Further, alternative methods of evaluating inflammation caused in a leg by threshold for vocalization or local temperature are known. The threshold value is measured when an inflamed leg of a lab animal is stimulated with pressure and thus the lab animal shrieks with pain, and the local temperature is measured at an inflamed portion. However, the threshold value and the local temperature are not objective and quantitative factors for representing change in primary behavior aspect induced by the pain.
In order to conduct a more accurate behavioral test, a method of evaluating an arthritic pain using decrease of a weight load applied in an inflamed leg of a lab animal is disclosed in articles: 1) Okuda et al., “Arthritis Induced in Cat by Sodium Urate: A Possible Animal Model for Tonic Pain,” Pain, 18:287-297 (1984); 2) Clarke, K. A., “Differential Fore-and Hindpow Force Transmission in the Walking Rat,” Physiology & Behavior, 58(3):415-419 (1995); 3) Clarke et al., “Gait Analysis in a Rat model of Osteoarthrosis,” Physiology & Behavior, 62(5):951-954 (1997); and 4) Schott et al., “Weight Bearing as an Objective Measure of Arthritic Pain in the Rat,” Journal of Pharmacological and Toxicological Methods, 31(2):79-83 (1994). Such a method is based on the fact that the weight load applied in the inflamed leg is decreased due to the arthritic pain. The decrease of the weight load is considered as an objective and quantitative index for representing change of primary behavior aspect induced by the pain. However, typically, the weight load of the inflamed leg of the lab animal is measured under the condition that the lab animal is made to stand up or remain a stationary state. In this case, the lab animal is stressed because it cannot move. As a result, the decrease of the weight load is changed depending on a pose or a stress of the lab animal. In addition, the decrease of the weight load appears more precisely when the lab animal is moving freely. Therefore, it is necessary to minimize artificial restraining or manipulations of experimental animals during measuring of the weight load.

=======

→ **Exercise directions**
From the passage on measuring arthritic pain in lab animals, reproduce word for word the part from "Further, alternative methods" to "in primary behavior aspect induced by the pain.". Answer using only the text above.

→ **Available data**
=======

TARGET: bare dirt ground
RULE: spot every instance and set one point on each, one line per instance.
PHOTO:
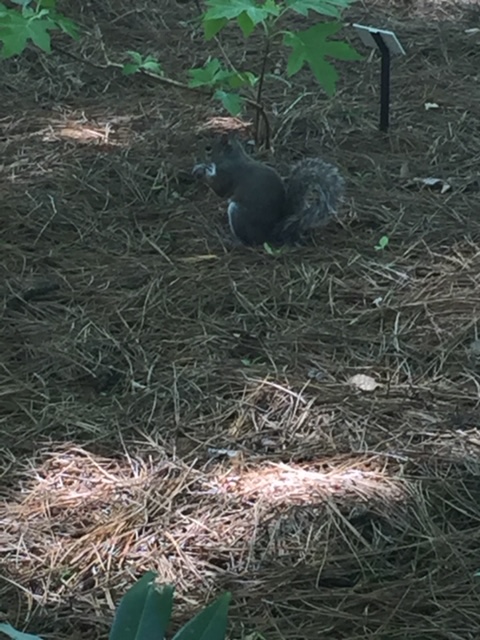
(136, 346)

=======

→ **Response to this task**
Further, alternative methods of evaluating inflammation caused in a leg by threshold for vocalization or local temperature are known. The threshold value is measured when an inflamed leg of a lab animal is stimulated with pressure and thus the lab animal shrieks with pain, and the local temperature is measured at an inflamed portion. However, the threshold value and the local temperature are not objective and quantitative factors for representing change in primary behavior aspect induced by the pain.